-- Begin --
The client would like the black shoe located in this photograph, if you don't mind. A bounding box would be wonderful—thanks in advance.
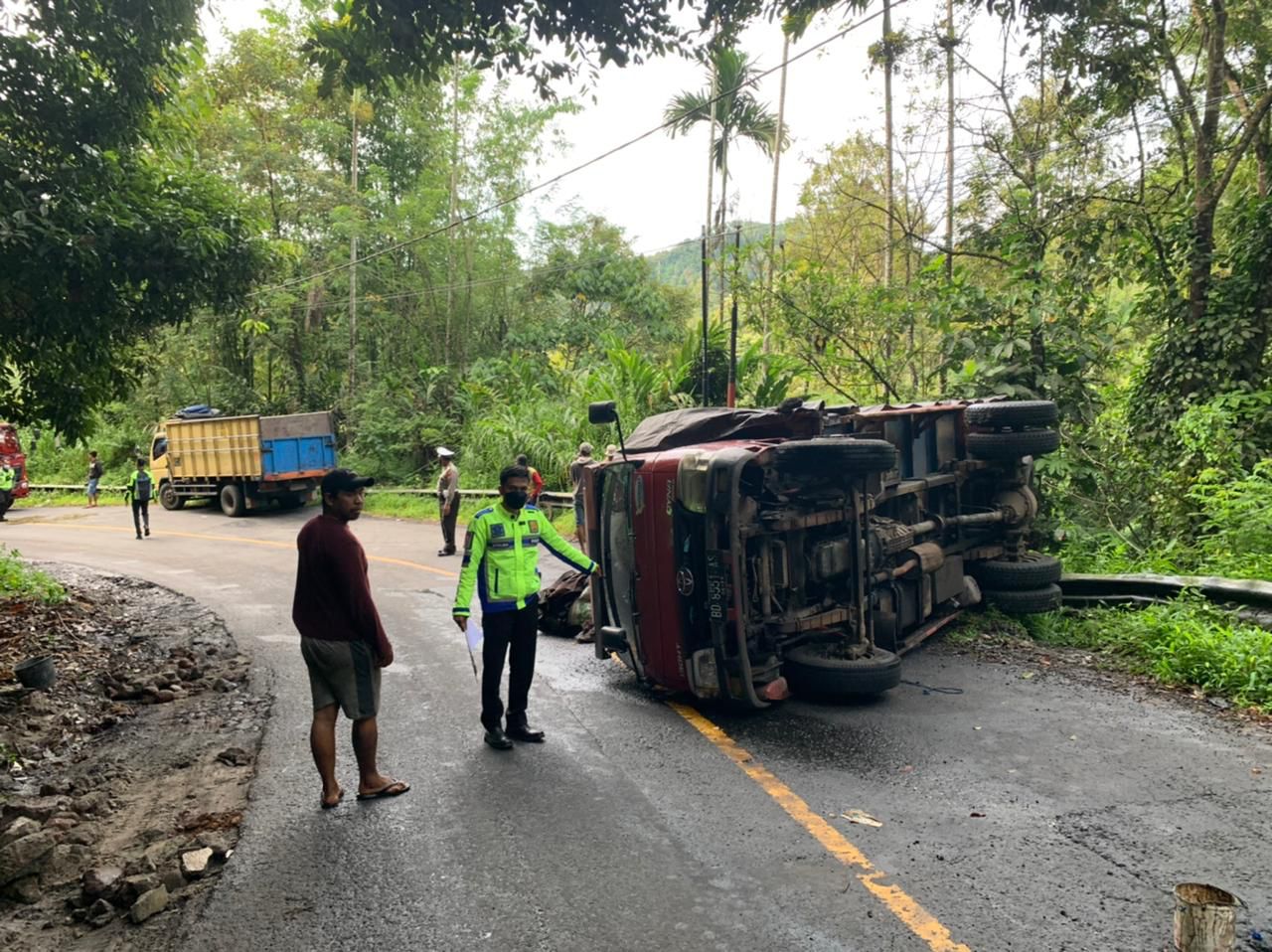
[483,726,513,751]
[506,724,544,743]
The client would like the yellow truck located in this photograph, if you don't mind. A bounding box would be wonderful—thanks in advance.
[150,412,336,516]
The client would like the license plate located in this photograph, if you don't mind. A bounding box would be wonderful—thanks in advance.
[706,552,728,621]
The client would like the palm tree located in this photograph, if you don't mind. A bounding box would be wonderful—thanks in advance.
[663,47,787,330]
[663,49,787,245]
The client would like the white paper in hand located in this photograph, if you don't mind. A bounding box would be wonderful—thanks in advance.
[464,618,482,677]
[464,618,482,652]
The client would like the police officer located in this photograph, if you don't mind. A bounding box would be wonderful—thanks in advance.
[453,466,600,751]
[0,459,18,522]
[123,456,155,539]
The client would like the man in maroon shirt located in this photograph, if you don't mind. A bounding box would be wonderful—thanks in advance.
[291,470,410,810]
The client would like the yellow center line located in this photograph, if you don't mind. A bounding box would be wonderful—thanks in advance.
[23,520,459,579]
[668,702,972,952]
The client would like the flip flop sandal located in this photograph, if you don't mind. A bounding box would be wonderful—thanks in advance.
[358,780,410,801]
-- End --
Render the rows above as a two-column CSV with the headers label_request and bounding_boxes, giving each row one line that puts its text and its answer in separate quoted fields, with line breaks changed to spaces. Omit the pictures.

> _The result_
label_request,bounding_boxes
"The client would like the black shoe located in this photograph, if you don't mind. A bounding box would be wonderful—thanks in advance.","[483,726,513,751] [506,724,544,743]"
"The client would like the yellow truck located in this photograph, if you don't mind. A bounding box would be wonderful—thanks in advance.","[150,412,336,516]"
"The client would like the license plate located in this photograph, if you don't mind. A bounding box would be wonderful—thanks in advance.","[706,552,728,621]"
"The client would like the palm tree located in this photograph, if you don't mind. A bounding box would be wonderful—thanks in advance.","[663,47,787,330] [663,49,787,245]"
"The client would like the white paper in hand located in this photograph, if you don't mind. A bounding box would be wonderful—thanks in advance.","[464,618,482,677] [464,618,482,652]"
"The client would like the police officer located in this photograph, if you don't mind. A bounding box would be wonderful—thanks in advance.","[453,466,600,751] [0,459,18,522] [123,456,155,539]"
"The client would like the man in maroon shirt located in this photograph, if you don't mind. A bounding box would be wonderful—thanks in advance.","[291,470,410,810]"
"The client would like the yellow center line located in this photograph, if you don't mind. A bounding box would be wonderful—thanks in advance.","[23,520,459,579] [668,702,972,952]"
"The client would like the flip flop sandal located in this photograph, if you don't mind. A bounding box would be wonderful—thanks in advance.","[358,780,410,801]"